▶ **Extract to read**:

In a large bowl, beat egg yolks on high speed for 5 minutes or until thick and lemon-colored. Gradually beat in 1/3 cup sugar. Sift flour, baking cocoa, baking powder and salt together twice; gradually add to yolk mixture and mix well (batter will be very thick).
In a large bowl with clean beaters, beat egg whites on medium speed until soft peaks form. Gradually beat in remaining sugar, 1 tablespoon at a time, on high until stiff peaks form. Gradually fold into batter. Spread evenly into prepared pan.
Bake at 375° for 10-12 minutes or until cake springs back when lightly touched. Cool for 5 minutes. Turn cake onto a kitchen towel dusted with cocoa powder. Gently peel off waxed paper. Roll up cake in the towel, jelly-roll style, starting with a short side; cool completely on a wire rack.
Meanwhile, for the filling, beat the cream in a large bowl until soft peaks form. Gradually add sugar and almond extract, beating until stiff peaks form. Unroll the cake; spread the filling to within 1 in. of edges. Roll up again.
In a large bowl, cream the butter and confectioners' sugar until light and fluffy. Beat in the chocolate, milk and vanilla until smooth. Frost the cake, using a metal spatula to create a bark-like effect. Yield: 14-16 servings.
Originally published as Chocolate Yule Log in Country Woman Christmas Annual 2001, p41


----------



## strollingbones

ooo dont roll it up that long....you just want the cake to have  memory of being rolled....a few minutes at most


----------



## ChrisL

strollingbones said:


> ooo dont roll it up that long....you just want the cake to have  memory of being rolled....a few minutes at most



I was thinking that sounded kind of strange.  It might get all stuck together.

▶ **Dataset records**:
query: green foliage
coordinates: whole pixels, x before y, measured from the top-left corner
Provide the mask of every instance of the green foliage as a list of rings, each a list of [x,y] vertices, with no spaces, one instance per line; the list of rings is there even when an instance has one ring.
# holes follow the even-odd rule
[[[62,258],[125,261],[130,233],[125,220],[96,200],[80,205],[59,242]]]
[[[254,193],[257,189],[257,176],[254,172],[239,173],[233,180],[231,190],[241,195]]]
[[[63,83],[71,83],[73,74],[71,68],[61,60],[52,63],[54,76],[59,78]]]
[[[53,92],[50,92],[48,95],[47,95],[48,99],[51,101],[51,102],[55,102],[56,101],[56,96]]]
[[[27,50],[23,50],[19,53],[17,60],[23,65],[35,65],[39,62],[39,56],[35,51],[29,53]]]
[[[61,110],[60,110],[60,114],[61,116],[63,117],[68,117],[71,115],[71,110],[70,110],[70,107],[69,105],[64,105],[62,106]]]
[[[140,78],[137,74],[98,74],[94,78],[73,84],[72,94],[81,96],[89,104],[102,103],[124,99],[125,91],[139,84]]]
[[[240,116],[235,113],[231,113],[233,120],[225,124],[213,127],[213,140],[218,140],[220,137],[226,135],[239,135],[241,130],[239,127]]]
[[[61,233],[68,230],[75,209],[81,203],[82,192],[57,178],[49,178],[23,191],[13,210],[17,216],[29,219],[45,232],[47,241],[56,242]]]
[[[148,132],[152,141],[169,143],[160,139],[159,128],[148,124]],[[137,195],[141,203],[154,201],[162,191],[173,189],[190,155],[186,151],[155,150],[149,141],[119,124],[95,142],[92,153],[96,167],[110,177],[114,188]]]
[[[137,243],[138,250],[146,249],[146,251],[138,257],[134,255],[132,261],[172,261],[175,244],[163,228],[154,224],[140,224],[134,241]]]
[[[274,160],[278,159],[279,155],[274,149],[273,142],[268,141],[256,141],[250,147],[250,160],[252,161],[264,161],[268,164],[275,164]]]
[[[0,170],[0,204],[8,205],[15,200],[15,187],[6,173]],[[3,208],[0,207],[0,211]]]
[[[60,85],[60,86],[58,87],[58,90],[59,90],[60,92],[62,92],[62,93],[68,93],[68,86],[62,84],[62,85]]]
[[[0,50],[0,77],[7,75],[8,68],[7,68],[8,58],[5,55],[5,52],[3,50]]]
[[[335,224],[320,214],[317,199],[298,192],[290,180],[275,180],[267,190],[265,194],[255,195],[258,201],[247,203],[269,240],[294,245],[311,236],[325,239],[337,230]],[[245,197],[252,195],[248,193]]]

▶ **Your tasks**:
- A) Reproduce the passage of the yule log text that begins at the words "In a large bowl, beat" and stops after the words "be very thick).".
- B) According to the yule log text, at what temperature and for how long is the cake baked?

▶ **Responses per task**:
- A)
In a large bowl, beat egg yolks on high speed for 5 minutes or until thick and lemon-colored. Gradually beat in 1/3 cup sugar. Sift flour, baking cocoa, baking powder and salt together twice; gradually add to yolk mixture and mix well (batter will be very thick).

- B) At 375° for 10-12 minutes, or until the cake springs back when lightly touched.